Rewrite the items below as a numbered list, leaving out any blank lines.

▸ **DATA FOR THE TASK**:
-- -- --

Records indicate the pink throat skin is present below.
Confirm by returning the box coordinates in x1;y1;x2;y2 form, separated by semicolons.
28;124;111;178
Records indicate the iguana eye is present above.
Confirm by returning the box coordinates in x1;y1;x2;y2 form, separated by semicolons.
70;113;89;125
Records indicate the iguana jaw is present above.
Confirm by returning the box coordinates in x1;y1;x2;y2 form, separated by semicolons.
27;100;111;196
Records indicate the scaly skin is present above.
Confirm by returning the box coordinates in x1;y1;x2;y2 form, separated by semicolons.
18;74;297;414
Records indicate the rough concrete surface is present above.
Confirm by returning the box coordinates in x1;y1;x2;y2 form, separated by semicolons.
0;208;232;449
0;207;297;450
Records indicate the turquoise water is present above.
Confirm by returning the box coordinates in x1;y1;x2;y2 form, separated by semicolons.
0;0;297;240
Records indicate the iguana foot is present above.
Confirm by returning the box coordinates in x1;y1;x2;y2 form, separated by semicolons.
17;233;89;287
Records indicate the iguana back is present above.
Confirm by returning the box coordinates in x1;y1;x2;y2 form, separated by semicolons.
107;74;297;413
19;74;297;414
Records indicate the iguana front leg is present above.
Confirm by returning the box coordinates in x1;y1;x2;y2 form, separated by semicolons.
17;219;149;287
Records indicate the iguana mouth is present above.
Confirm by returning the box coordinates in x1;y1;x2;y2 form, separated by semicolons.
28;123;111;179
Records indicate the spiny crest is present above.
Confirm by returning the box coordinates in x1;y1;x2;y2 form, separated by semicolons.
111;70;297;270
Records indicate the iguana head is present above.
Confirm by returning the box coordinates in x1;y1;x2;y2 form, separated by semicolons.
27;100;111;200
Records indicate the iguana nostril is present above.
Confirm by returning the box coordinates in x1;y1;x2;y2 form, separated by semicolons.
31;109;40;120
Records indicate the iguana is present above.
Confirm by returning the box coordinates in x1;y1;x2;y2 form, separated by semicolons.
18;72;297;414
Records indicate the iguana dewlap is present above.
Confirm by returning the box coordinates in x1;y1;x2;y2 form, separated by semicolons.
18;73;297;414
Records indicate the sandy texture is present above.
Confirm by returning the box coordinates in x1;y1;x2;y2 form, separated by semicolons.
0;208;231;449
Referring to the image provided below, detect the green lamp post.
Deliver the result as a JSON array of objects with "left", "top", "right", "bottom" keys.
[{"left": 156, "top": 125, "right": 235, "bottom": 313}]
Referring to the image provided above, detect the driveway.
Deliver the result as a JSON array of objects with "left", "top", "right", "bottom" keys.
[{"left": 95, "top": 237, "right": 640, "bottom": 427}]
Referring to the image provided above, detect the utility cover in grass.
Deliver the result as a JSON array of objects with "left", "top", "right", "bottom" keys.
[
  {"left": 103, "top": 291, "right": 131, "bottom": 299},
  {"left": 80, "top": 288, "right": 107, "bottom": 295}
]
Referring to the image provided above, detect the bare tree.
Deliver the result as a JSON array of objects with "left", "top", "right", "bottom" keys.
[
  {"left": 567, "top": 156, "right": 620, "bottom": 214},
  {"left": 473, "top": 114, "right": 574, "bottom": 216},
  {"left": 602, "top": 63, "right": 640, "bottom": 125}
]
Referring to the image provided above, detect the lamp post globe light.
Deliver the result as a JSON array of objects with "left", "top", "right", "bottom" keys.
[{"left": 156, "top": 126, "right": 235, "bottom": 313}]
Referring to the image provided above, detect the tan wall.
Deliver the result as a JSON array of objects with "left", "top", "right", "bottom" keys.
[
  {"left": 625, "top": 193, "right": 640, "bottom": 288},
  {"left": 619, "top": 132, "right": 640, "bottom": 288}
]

-- -- --

▸ **OUTPUT FOR THIS EXERCISE**:
1. Records indicate the pink throat skin is present below.
2. Confirm by returning the box coordinates in x1;y1;x2;y2 form, separated by semicolons.
3. 28;124;111;178
4. Records indicate the iguana eye is present above.
5. Confirm by returning the box coordinates in x1;y1;x2;y2 form, separated by semicolons.
6. 70;113;89;125
7. Records indicate the iguana jaw is present above.
8. Confirm by returning the box coordinates in x1;y1;x2;y2 form, separated by semicolons.
9. 27;100;111;196
10. Records indicate the scaly skin is present above.
11. Confirm by returning the box coordinates in x1;y1;x2;y2 form, separated by semicolons.
12. 18;74;297;414
13. Records indicate the rough concrete surface is present above.
14. Confirm by returning the box coordinates in x1;y1;x2;y2 form, separated by semicolons.
15. 0;208;232;449
16. 0;207;297;450
17. Records indicate the turquoise water is present above.
18. Confirm by returning the box coordinates in x1;y1;x2;y2 form, separated by semicolons.
19. 0;0;297;240
20. Records indicate the iguana foot is present above.
21. Confirm by returning the box coordinates in x1;y1;x2;y2 form, separated by semicolons.
22. 17;233;89;287
23. Records indicate the iguana back is present above.
24. Confirm by returning the box coordinates in x1;y1;x2;y2 form, separated by semicolons.
25. 107;74;297;413
26. 19;74;297;414
27. Records indicate the iguana front leg is present above.
28. Confirm by returning the box coordinates in x1;y1;x2;y2 form, separated by semicolons.
29. 17;219;149;287
30. Records indicate the iguana mouth is present above.
31. Confirm by returning the box coordinates in x1;y1;x2;y2 form, separated by semicolons.
32. 28;123;111;179
33. Records indicate the spiny crest is present above.
34. Confirm by returning the box coordinates in x1;y1;x2;y2 form, separated by semicolons.
35. 111;70;297;270
36. Records indicate the iguana head is present above.
37. Confirm by returning the box coordinates in x1;y1;x2;y2 form, separated by semicolons.
38. 27;100;111;200
39. Records indicate the iguana nostril is present above.
40. Confirm by returning the box coordinates in x1;y1;x2;y2 form, separated by semicolons.
41. 31;109;40;120
42. Records indicate the iguana is present above.
43. Confirm by returning the box coordinates in x1;y1;x2;y2 form, separated by semicolons.
44. 18;72;297;414
45. Records indicate the iguana dewlap is present above.
46. Confirm by returning the box coordinates in x1;y1;x2;y2 form, separated by semicolons.
47. 18;73;297;414
48. Records indicate the sandy texture is present above.
49. Confirm by returning the box coordinates in x1;y1;x2;y2 form, separated by semicolons.
50. 0;208;231;449
51. Referring to the image provided below, detect the green lamp post.
52. Deliver the result as a JSON array of objects with "left", "top", "right", "bottom" keys.
53. [{"left": 156, "top": 125, "right": 235, "bottom": 313}]
54. Referring to the image provided above, detect the driveway.
55. Deliver the result as a JSON array of objects with "left", "top", "right", "bottom" keys.
56. [{"left": 95, "top": 237, "right": 640, "bottom": 427}]
57. Referring to the image provided above, detect the utility cover in grass.
58. Deliver the result as a JSON array of objects with "left", "top", "right", "bottom" keys.
59. [
60.   {"left": 103, "top": 291, "right": 131, "bottom": 299},
61.   {"left": 80, "top": 288, "right": 107, "bottom": 295}
62. ]
63. Referring to the image provided above, detect the bare tree.
64. Deliver the result as a JSON array of objects with "left", "top", "right", "bottom" keys.
65. [
66.   {"left": 567, "top": 156, "right": 620, "bottom": 214},
67.   {"left": 473, "top": 114, "right": 574, "bottom": 216},
68.   {"left": 602, "top": 63, "right": 640, "bottom": 125}
69. ]
70. Referring to the image provided above, detect the lamp post globe light.
71. Deliver the result as a JSON array of objects with "left", "top", "right", "bottom" keys.
72. [{"left": 156, "top": 126, "right": 235, "bottom": 313}]
73. Referring to the image provided above, detect the tan wall.
74. Deliver the result as a JSON array of objects with "left", "top", "right", "bottom" keys.
75. [
76.   {"left": 625, "top": 193, "right": 640, "bottom": 288},
77.   {"left": 619, "top": 132, "right": 640, "bottom": 288}
78. ]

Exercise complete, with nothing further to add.